• What is required
Copy each record exactly and skip its pictures.

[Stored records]

-=-=-

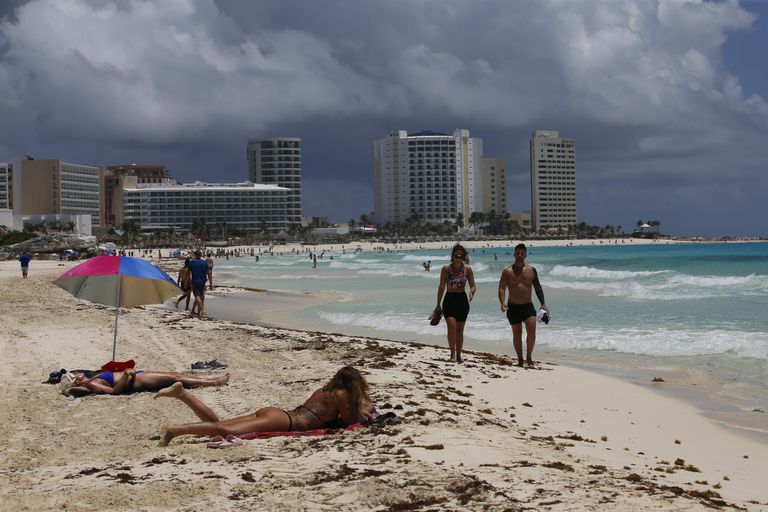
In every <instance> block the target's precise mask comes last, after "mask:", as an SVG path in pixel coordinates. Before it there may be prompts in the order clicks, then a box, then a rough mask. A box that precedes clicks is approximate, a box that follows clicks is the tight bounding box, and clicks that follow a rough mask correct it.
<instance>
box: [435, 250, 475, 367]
mask: <svg viewBox="0 0 768 512" xmlns="http://www.w3.org/2000/svg"><path fill="white" fill-rule="evenodd" d="M468 261H469V257H468V256H467V250H466V249H464V246H462V245H461V244H456V245H454V246H453V249H452V250H451V262H450V263H449V264H448V265H444V266H443V268H442V270H440V285H439V286H438V288H437V305H438V307H439V306H440V301H441V300H442V303H443V306H442V307H443V316H444V317H445V323H446V325H447V326H448V346H449V347H450V348H451V362H454V363H460V362H461V350H462V348H463V347H464V324H465V323H466V321H467V315H468V314H469V302H470V301H471V300H472V297H474V295H475V292H476V291H477V288H476V287H475V275H474V274H473V273H472V269H471V268H470V267H469V265H467V264H466V263H467V262H468ZM467 282H469V297H467V293H466V292H465V291H464V289H465V288H466V285H467ZM443 294H445V297H443Z"/></svg>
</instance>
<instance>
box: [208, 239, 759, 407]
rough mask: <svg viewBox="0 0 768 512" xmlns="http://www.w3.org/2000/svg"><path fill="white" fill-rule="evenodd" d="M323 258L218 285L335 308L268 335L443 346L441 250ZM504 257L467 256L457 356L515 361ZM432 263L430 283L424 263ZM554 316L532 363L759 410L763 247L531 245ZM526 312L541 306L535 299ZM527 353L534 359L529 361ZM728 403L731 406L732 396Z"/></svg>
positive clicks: (256, 274) (276, 321)
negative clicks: (440, 311)
mask: <svg viewBox="0 0 768 512" xmlns="http://www.w3.org/2000/svg"><path fill="white" fill-rule="evenodd" d="M336 249H337V250H334V251H330V252H326V253H324V255H323V257H322V259H318V267H317V268H316V269H313V268H312V264H311V261H310V260H309V258H308V256H307V255H306V254H302V255H288V256H269V255H267V254H262V256H261V258H260V260H259V261H258V262H256V261H255V258H246V257H241V258H233V259H230V260H229V261H223V260H221V259H219V260H217V262H216V272H217V279H219V280H224V281H226V282H229V283H237V284H239V285H242V286H249V287H256V288H265V289H269V290H281V291H302V292H303V291H312V292H322V293H328V294H329V296H330V297H331V298H332V300H330V301H328V302H325V303H322V304H320V305H314V306H312V307H311V308H307V309H305V310H302V311H301V312H298V313H297V312H286V314H285V316H284V317H282V318H281V317H280V316H279V315H278V317H277V318H276V319H275V320H276V323H280V324H284V325H286V326H293V327H298V328H305V329H314V330H321V331H327V332H341V333H345V334H353V335H367V336H374V337H384V338H389V339H396V340H409V341H419V342H425V343H433V344H445V343H446V341H445V330H444V323H441V324H440V326H438V327H432V326H430V325H429V323H428V322H427V320H426V318H427V316H428V315H429V313H430V311H431V310H432V308H433V307H434V305H435V303H436V291H437V285H438V280H439V271H440V266H441V265H443V264H446V263H447V262H448V254H449V246H446V248H444V249H439V250H411V251H394V252H354V251H353V250H352V249H354V247H349V246H347V247H346V248H345V249H346V251H344V252H342V249H341V246H339V247H337V248H336ZM512 250H513V249H512V247H511V246H510V247H506V248H493V249H492V248H485V249H481V248H476V249H473V250H470V257H471V262H470V264H471V266H472V268H473V270H474V273H475V280H476V285H477V288H478V291H477V295H476V296H475V299H474V300H473V301H472V305H471V312H470V316H469V319H468V321H467V325H466V329H465V347H466V348H468V349H478V350H487V351H492V352H496V353H500V354H514V351H513V349H512V343H511V329H510V326H509V324H508V323H507V321H506V318H505V316H504V314H503V313H502V312H501V311H500V308H499V304H498V299H497V288H498V286H497V285H498V281H499V276H500V274H501V271H502V270H503V269H504V268H505V267H506V266H507V265H509V264H511V263H512V261H513V258H512ZM427 260H431V261H432V264H433V268H432V271H431V272H427V271H425V270H424V269H423V268H422V263H423V262H424V261H427ZM526 261H527V262H528V263H529V264H531V265H533V266H535V267H536V268H537V270H538V272H539V277H540V280H541V283H542V286H543V288H544V293H545V297H546V302H547V305H548V306H549V307H550V309H551V322H550V324H549V325H546V326H544V325H542V324H539V328H538V333H537V352H540V351H542V350H554V351H560V352H562V353H564V354H570V355H573V356H574V357H575V358H582V359H584V360H587V361H591V363H592V365H593V366H594V365H595V364H596V363H597V364H599V362H600V361H601V360H604V361H606V362H609V361H610V362H611V364H619V365H621V364H624V365H627V366H632V367H643V368H649V369H653V368H664V369H668V370H670V371H674V370H676V369H684V370H685V371H686V372H687V373H688V374H689V375H693V376H694V377H695V376H696V375H702V376H706V377H708V378H711V379H713V381H714V382H717V383H719V389H718V392H719V393H721V395H722V398H725V399H726V400H731V399H734V400H735V402H740V403H742V404H743V406H744V407H755V408H762V409H763V410H768V319H767V317H766V313H767V312H768V244H767V243H723V244H693V243H690V244H673V243H670V244H666V243H661V244H653V245H641V246H635V245H633V246H629V245H621V244H618V245H616V244H607V243H606V244H597V245H594V246H585V247H536V243H535V242H533V244H532V245H529V251H528V258H527V260H526ZM534 304H535V305H538V301H536V299H535V296H534ZM535 356H536V353H534V357H535ZM729 394H730V395H731V396H729Z"/></svg>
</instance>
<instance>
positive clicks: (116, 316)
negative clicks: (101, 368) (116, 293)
mask: <svg viewBox="0 0 768 512" xmlns="http://www.w3.org/2000/svg"><path fill="white" fill-rule="evenodd" d="M121 280H122V277H121V276H118V279H117V300H115V336H114V338H112V360H113V361H114V360H115V355H116V353H117V320H118V318H119V317H120V285H121V284H122V283H121Z"/></svg>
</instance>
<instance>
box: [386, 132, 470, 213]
mask: <svg viewBox="0 0 768 512" xmlns="http://www.w3.org/2000/svg"><path fill="white" fill-rule="evenodd" d="M482 156H483V141H482V139H473V138H470V136H469V130H462V129H459V130H454V132H453V135H445V134H442V133H437V132H429V131H424V132H419V133H414V134H412V135H409V134H408V132H407V131H405V130H400V131H398V132H394V133H392V134H390V135H389V137H386V138H384V139H380V140H377V141H375V142H374V143H373V204H374V220H375V222H376V223H378V224H386V223H388V222H391V223H402V222H404V221H405V220H406V219H407V218H408V217H410V216H411V215H414V214H415V215H417V216H418V217H419V218H420V219H422V220H425V221H427V222H430V223H441V222H443V221H444V220H447V221H450V222H453V221H455V220H456V217H457V215H458V214H462V215H463V218H464V224H465V225H466V222H467V219H468V218H469V215H470V214H471V213H472V212H474V211H481V210H482V190H481V188H482V180H481V179H480V178H479V174H480V160H481V158H482Z"/></svg>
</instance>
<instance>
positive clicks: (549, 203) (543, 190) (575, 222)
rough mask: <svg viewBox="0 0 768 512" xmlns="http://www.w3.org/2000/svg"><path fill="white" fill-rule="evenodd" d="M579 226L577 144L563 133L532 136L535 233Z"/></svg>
mask: <svg viewBox="0 0 768 512" xmlns="http://www.w3.org/2000/svg"><path fill="white" fill-rule="evenodd" d="M574 224H576V142H575V141H574V140H573V139H563V138H561V137H560V133H558V132H551V131H545V130H535V131H534V132H533V135H532V136H531V227H532V228H533V230H534V231H541V230H546V229H548V228H557V227H564V228H567V227H569V226H572V225H574Z"/></svg>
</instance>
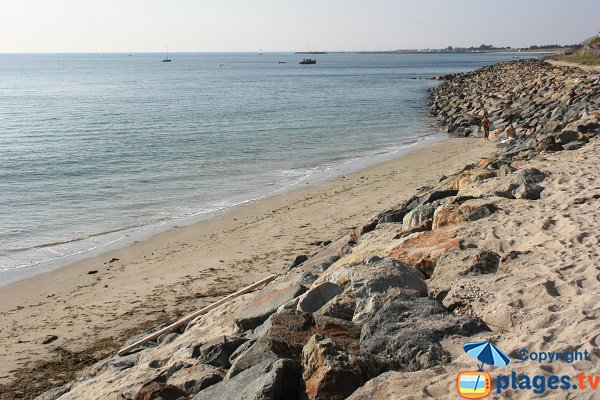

-=-=-

• Task response
In every <instance> block the target's precise mask comes last, after "mask:", as an SVG path in pixel coordinates. Before it there may be prompts in the order clicks, then a box, then a rough mask. A box that precedes clicks is approximate, a box that follows clicks is the tight bounding box, and clicks that follow a rough mask correct it.
<instance>
box: [435, 250, 475, 367]
mask: <svg viewBox="0 0 768 512" xmlns="http://www.w3.org/2000/svg"><path fill="white" fill-rule="evenodd" d="M468 261H469V257H468V256H467V250H466V249H464V246H462V245H461V244H456V245H454V246H453V249H452V250H451V262H450V263H449V264H448V265H444V266H443V268H442V270H440V285H439V286H438V288H437V305H438V307H439V306H440V301H441V300H442V303H443V306H442V307H443V316H444V317H445V323H446V325H447V326H448V346H449V347H450V348H451V362H454V363H460V362H461V350H462V348H463V347H464V324H465V323H466V321H467V315H468V314H469V302H470V301H471V300H472V297H474V295H475V292H476V291H477V288H476V287H475V275H474V274H473V273H472V269H471V268H470V267H469V265H467V264H466V263H467V262H468ZM467 282H469V297H467V293H466V292H465V291H464V289H465V288H466V285H467ZM443 294H445V297H443Z"/></svg>
</instance>
<instance>
box: [208, 239, 759, 407]
rough mask: <svg viewBox="0 0 768 512" xmlns="http://www.w3.org/2000/svg"><path fill="white" fill-rule="evenodd" d="M323 258L218 285L335 308L268 335L443 346L441 250ZM504 257L467 256L457 356L515 361ZM432 263L430 283L424 263ZM554 316L532 363L759 410L763 247L531 245ZM526 312L541 306L535 299ZM527 353L534 359L529 361ZM728 403L731 406L732 396Z"/></svg>
positive clicks: (256, 274) (276, 321)
negative clicks: (440, 311)
mask: <svg viewBox="0 0 768 512" xmlns="http://www.w3.org/2000/svg"><path fill="white" fill-rule="evenodd" d="M336 249H337V250H334V251H330V252H326V253H324V255H323V257H322V259H318V267H317V268H316V269H313V268H312V264H311V261H310V260H309V258H308V256H307V255H306V254H302V255H288V256H269V255H267V254H262V256H261V258H260V260H259V261H258V262H256V261H255V258H246V257H241V258H233V259H230V260H229V261H223V260H221V259H219V260H217V262H216V272H217V279H219V280H224V281H226V282H229V283H237V284H239V285H242V286H249V287H256V288H265V289H269V290H281V291H302V292H303V291H312V292H322V293H328V294H329V296H330V297H331V298H332V300H330V301H328V302H325V303H322V304H320V305H314V306H312V307H311V308H307V309H305V310H302V311H301V312H298V313H297V312H286V314H285V316H284V317H282V318H281V317H280V316H279V315H278V317H277V318H276V319H275V320H276V323H280V324H284V325H286V326H293V327H298V328H305V329H314V330H321V331H327V332H341V333H345V334H353V335H367V336H374V337H384V338H389V339H396V340H409V341H419V342H425V343H433V344H445V343H446V341H445V330H444V323H441V324H440V326H438V327H432V326H430V325H429V323H428V322H427V320H426V318H427V316H428V315H429V313H430V311H431V310H432V308H433V307H434V305H435V303H436V291H437V285H438V280H439V271H440V266H441V265H443V264H446V263H447V262H448V254H449V246H446V248H444V249H439V250H411V251H394V252H354V251H353V250H352V249H354V247H349V246H347V247H346V248H345V249H346V251H344V252H342V249H341V246H339V247H337V248H336ZM512 250H513V249H512V247H511V246H510V247H506V248H493V249H492V248H485V249H481V248H476V249H473V250H470V257H471V262H470V264H471V266H472V268H473V270H474V273H475V280H476V285H477V288H478V291H477V295H476V296H475V299H474V300H473V301H472V305H471V312H470V316H469V319H468V321H467V325H466V329H465V347H466V348H468V349H478V350H487V351H492V352H496V353H500V354H514V351H513V349H512V343H511V329H510V326H509V324H508V323H507V321H506V318H505V316H504V314H503V313H502V312H501V311H500V308H499V304H498V299H497V288H498V286H497V285H498V281H499V276H500V274H501V271H502V270H503V269H504V268H505V267H506V266H507V265H509V264H511V263H512V261H513V258H512ZM427 260H431V261H432V264H433V268H432V271H431V272H427V271H425V270H424V269H423V268H422V263H423V262H424V261H427ZM526 261H527V262H528V263H529V264H531V265H533V266H535V267H536V268H537V270H538V272H539V277H540V280H541V283H542V286H543V288H544V293H545V297H546V302H547V305H548V306H549V307H550V309H551V322H550V324H549V325H546V326H544V325H542V324H539V328H538V333H537V352H540V351H542V350H554V351H560V352H562V353H564V354H570V355H573V356H574V357H575V358H582V359H584V360H587V361H591V363H592V365H593V366H594V365H595V364H596V363H597V364H599V362H600V361H601V360H604V361H606V362H609V361H610V362H611V364H619V365H621V364H624V365H627V366H632V367H643V368H649V369H653V368H664V369H668V370H670V371H674V370H676V369H684V370H685V371H686V372H687V373H688V374H689V375H693V376H694V377H695V376H696V375H702V376H706V377H708V378H711V379H713V381H714V382H717V383H719V389H718V392H719V393H721V395H722V398H725V399H726V400H731V399H734V400H735V402H740V403H742V404H743V406H744V407H755V408H762V409H763V410H768V319H767V317H766V313H767V312H768V244H767V243H723V244H693V243H690V244H673V243H670V244H666V243H661V244H653V245H641V246H635V245H633V246H629V245H621V244H618V245H616V244H607V243H606V244H597V245H594V246H585V247H536V243H535V242H533V244H532V245H529V251H528V258H527V260H526ZM534 304H535V305H538V301H536V299H535V296H534ZM535 356H536V353H534V357H535ZM729 394H730V395H731V396H729Z"/></svg>
</instance>
<instance>
positive clicks: (116, 316)
negative clicks: (101, 368) (116, 293)
mask: <svg viewBox="0 0 768 512" xmlns="http://www.w3.org/2000/svg"><path fill="white" fill-rule="evenodd" d="M121 280H122V277H121V276H118V279H117V300H115V336H114V338H112V360H113V361H114V360H115V355H116V353H117V320H118V318H119V317H120V285H121V284H122V283H121Z"/></svg>
</instance>
<instance>
box: [386, 132, 470, 213]
mask: <svg viewBox="0 0 768 512" xmlns="http://www.w3.org/2000/svg"><path fill="white" fill-rule="evenodd" d="M482 156H483V141H482V139H473V138H470V136H469V130H462V129H459V130H454V132H453V135H445V134H442V133H437V132H429V131H424V132H419V133H414V134H412V135H409V134H408V132H407V131H405V130H400V131H398V132H394V133H392V134H390V135H389V137H386V138H384V139H380V140H377V141H375V142H374V143H373V204H374V220H375V222H376V223H378V224H386V223H388V222H391V223H402V222H404V221H405V220H406V219H407V218H408V217H410V216H411V215H414V214H415V215H417V216H418V217H419V218H420V219H422V220H425V221H427V222H430V223H441V222H443V221H444V220H447V221H450V222H453V221H455V220H456V217H457V215H458V214H462V215H463V218H464V224H465V225H466V222H467V219H468V218H469V215H470V214H471V213H472V212H474V211H481V210H482V190H481V188H482V180H481V179H480V178H479V174H480V160H481V158H482Z"/></svg>
</instance>
<instance>
positive clicks: (549, 203) (543, 190) (575, 222)
rough mask: <svg viewBox="0 0 768 512" xmlns="http://www.w3.org/2000/svg"><path fill="white" fill-rule="evenodd" d="M579 226L577 144L563 133L532 136L535 233Z"/></svg>
mask: <svg viewBox="0 0 768 512" xmlns="http://www.w3.org/2000/svg"><path fill="white" fill-rule="evenodd" d="M574 224H576V142H575V141H574V140H573V139H563V138H561V137H560V133H558V132H551V131H545V130H535V131H534V132H533V135H532V136H531V227H532V228H533V230H534V231H541V230H546V229H548V228H557V227H564V228H567V227H569V226H572V225H574Z"/></svg>
</instance>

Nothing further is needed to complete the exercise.